CHALLENGE 1: Output, verbatim, the portion of the records running from their start through the line containing "314), (386, 302)]]", with both ends included, and leave the pictures out.

Miller is a credit-card churner, one of thousands of people who pry travel, cash, and other perks from credit-card rewards programs. Their common traits are a keen eye for deals and an obsessive determination not to pay when they can make somebody else pay for them. They meet up online to share strategies, including in a Reddit forum with 42,000 subscribers, double the number a year ago, and contribute to dozens of blogs on the subject.
Churners can be secretive about their hobby, worried that its growing popularity will cause the card companies to turn off the flow of freebies. “There’s a fear that the more people who know about it, the sooner the deal is going to get killed,” says Miller, 40. But the basic idea is to take out credit cards simply for their rewards, squeeze as many perks as possible out of each one, and then move on to the next, often accumulating dozens of cards in the process.
“I thought there’s no way you can apply for that many cards,” says Frank Leppar, 29, who has signed up for 16 cards over the past 16 months and racked up more than 2 million reward points. Getting approved “is not much of an issue,” he says. “They don’t stop you at all.”
With credit-card companies currently offering some of their most generous perks ever, the churner’s life can be alluring—and dangerous.
“It’s exciting when you find this whole world. It really gets your mind racing,” says Shawn Coomer, a five-year veteran of the trade who lives in Las Vegas. But “people tend to go overboard,” he says, applying for seven cards at once without a sensible strategy. At best, they may fail to win the rewards they wanted, or find themselves with a random pile of points they can’t make practical use of. At worst, amateurs can let their debt spiral out of control, ruin their credit ratings, or get cut off completely by banks suspicious of their behavior.

CHALLENGE 2: Return the credit-card churning passage verbatim, in full.

INFORMATION GIVEN:
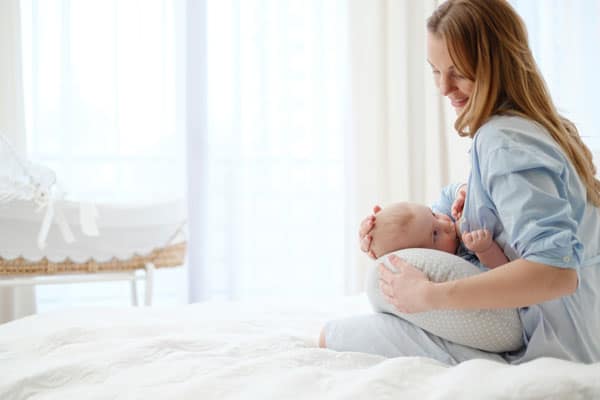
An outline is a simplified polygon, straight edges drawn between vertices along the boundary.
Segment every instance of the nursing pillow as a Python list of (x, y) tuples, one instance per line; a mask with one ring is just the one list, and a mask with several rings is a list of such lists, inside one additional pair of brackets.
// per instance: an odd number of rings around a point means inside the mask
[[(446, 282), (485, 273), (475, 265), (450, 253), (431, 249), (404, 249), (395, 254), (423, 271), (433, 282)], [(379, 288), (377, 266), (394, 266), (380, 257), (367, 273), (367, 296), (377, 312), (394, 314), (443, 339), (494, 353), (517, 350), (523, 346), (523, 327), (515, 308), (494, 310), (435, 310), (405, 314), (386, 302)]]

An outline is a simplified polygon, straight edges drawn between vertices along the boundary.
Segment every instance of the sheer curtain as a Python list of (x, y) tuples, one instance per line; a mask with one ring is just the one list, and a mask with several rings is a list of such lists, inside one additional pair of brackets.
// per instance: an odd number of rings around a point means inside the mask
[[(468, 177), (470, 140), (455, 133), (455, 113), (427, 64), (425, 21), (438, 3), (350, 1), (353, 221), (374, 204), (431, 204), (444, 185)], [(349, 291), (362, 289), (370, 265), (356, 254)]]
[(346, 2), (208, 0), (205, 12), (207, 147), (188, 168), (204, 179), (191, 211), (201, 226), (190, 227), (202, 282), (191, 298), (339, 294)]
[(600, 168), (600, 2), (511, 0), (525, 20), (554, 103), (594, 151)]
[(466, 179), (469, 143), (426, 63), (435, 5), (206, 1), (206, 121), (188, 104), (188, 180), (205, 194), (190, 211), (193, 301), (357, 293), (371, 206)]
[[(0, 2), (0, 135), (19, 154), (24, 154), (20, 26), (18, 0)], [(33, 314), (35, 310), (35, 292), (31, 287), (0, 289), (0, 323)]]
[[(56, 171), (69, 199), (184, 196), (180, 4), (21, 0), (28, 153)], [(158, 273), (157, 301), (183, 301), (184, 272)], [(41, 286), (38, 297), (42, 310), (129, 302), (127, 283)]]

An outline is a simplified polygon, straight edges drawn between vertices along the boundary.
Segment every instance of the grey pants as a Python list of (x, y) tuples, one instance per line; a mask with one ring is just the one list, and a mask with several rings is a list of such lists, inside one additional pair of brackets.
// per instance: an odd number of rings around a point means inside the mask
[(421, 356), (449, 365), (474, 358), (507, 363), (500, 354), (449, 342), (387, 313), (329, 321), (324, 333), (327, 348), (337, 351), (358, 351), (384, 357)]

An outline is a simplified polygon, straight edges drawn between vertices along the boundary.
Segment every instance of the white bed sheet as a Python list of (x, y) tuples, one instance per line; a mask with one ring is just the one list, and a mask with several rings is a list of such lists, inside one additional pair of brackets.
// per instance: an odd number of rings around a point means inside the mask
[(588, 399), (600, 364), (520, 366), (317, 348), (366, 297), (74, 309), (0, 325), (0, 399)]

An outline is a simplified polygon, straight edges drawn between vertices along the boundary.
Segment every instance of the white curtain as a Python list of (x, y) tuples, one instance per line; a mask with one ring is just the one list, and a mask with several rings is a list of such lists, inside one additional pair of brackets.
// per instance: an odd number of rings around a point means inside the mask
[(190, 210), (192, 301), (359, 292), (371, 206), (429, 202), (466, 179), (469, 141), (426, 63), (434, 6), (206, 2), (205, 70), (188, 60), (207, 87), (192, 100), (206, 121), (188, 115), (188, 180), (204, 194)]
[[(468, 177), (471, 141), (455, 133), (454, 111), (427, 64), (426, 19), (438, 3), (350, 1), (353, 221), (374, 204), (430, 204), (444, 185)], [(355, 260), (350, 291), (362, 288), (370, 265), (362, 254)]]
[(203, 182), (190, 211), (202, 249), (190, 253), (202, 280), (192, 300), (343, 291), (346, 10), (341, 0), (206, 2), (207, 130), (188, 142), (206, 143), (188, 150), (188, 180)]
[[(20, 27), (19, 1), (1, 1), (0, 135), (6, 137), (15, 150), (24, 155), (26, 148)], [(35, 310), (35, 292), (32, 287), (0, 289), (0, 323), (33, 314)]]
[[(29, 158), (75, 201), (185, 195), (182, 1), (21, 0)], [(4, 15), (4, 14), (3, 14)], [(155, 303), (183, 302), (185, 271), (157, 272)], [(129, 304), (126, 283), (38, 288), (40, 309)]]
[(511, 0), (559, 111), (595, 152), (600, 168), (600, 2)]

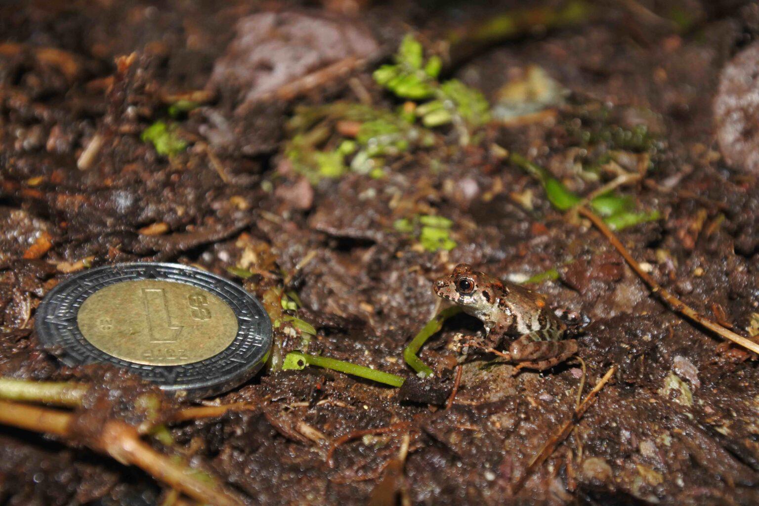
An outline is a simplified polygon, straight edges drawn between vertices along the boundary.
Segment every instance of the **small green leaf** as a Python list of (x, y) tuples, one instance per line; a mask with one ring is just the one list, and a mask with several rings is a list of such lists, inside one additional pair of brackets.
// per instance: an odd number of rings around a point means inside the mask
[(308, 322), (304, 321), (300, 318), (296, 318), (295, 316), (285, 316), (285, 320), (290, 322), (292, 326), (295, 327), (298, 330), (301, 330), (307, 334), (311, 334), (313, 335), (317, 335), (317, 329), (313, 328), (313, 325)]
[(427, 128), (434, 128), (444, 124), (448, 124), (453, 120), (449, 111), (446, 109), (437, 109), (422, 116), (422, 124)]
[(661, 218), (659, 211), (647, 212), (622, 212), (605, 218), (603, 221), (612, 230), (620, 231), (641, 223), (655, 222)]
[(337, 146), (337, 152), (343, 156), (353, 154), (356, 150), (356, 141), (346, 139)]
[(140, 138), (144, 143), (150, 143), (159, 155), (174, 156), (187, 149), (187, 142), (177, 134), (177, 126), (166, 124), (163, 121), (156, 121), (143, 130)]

FULL OUTPUT 1:
An outline is a simplified polygon, straight edges drawn between vertices along the boundary.
Segment every instance of the nursing pillow as a Python list of (x, y) tuples, one instance per line; a mask with one ring is just the one list, and a mask with several rings is a list of such lists, inside one additional pair of brackets.
// per instance: an odd number of rings around a point means inside the mask
[[(446, 282), (485, 273), (475, 265), (450, 253), (431, 249), (404, 249), (395, 254), (423, 271), (433, 282)], [(379, 288), (377, 266), (394, 266), (380, 257), (367, 273), (367, 296), (377, 312), (394, 314), (443, 339), (494, 353), (517, 350), (523, 346), (523, 327), (515, 308), (494, 310), (435, 310), (405, 314), (386, 302)]]

FULL OUTPUT 2:
Miller is a credit-card churner, one of thousands of people who pry travel, cash, and other perks from credit-card rewards programs. Their common traits are a keen eye for deals and an obsessive determination not to pay when they can make somebody else pay for them. They meet up online to share strategies, including in a Reddit forum with 42,000 subscribers, double the number a year ago, and contribute to dozens of blogs on the subject.
Churners can be secretive about their hobby, worried that its growing popularity will cause the card companies to turn off the flow of freebies. “There’s a fear that the more people who know about it, the sooner the deal is going to get killed,” says Miller, 40. But the basic idea is to take out credit cards simply for their rewards, squeeze as many perks as possible out of each one, and then move on to the next, often accumulating dozens of cards in the process.
“I thought there’s no way you can apply for that many cards,” says Frank Leppar, 29, who has signed up for 16 cards over the past 16 months and racked up more than 2 million reward points. Getting approved “is not much of an issue,” he says. “They don’t stop you at all.”
With credit-card companies currently offering some of their most generous perks ever, the churner’s life can be alluring—and dangerous.
“It’s exciting when you find this whole world. It really gets your mind racing,” says Shawn Coomer, a five-year veteran of the trade who lives in Las Vegas. But “people tend to go overboard,” he says, applying for seven cards at once without a sensible strategy. At best, they may fail to win the rewards they wanted, or find themselves with a random pile of points they can’t make practical use of. At worst, amateurs can let their debt spiral out of control, ruin their credit ratings, or get cut off completely by banks suspicious of their behavior.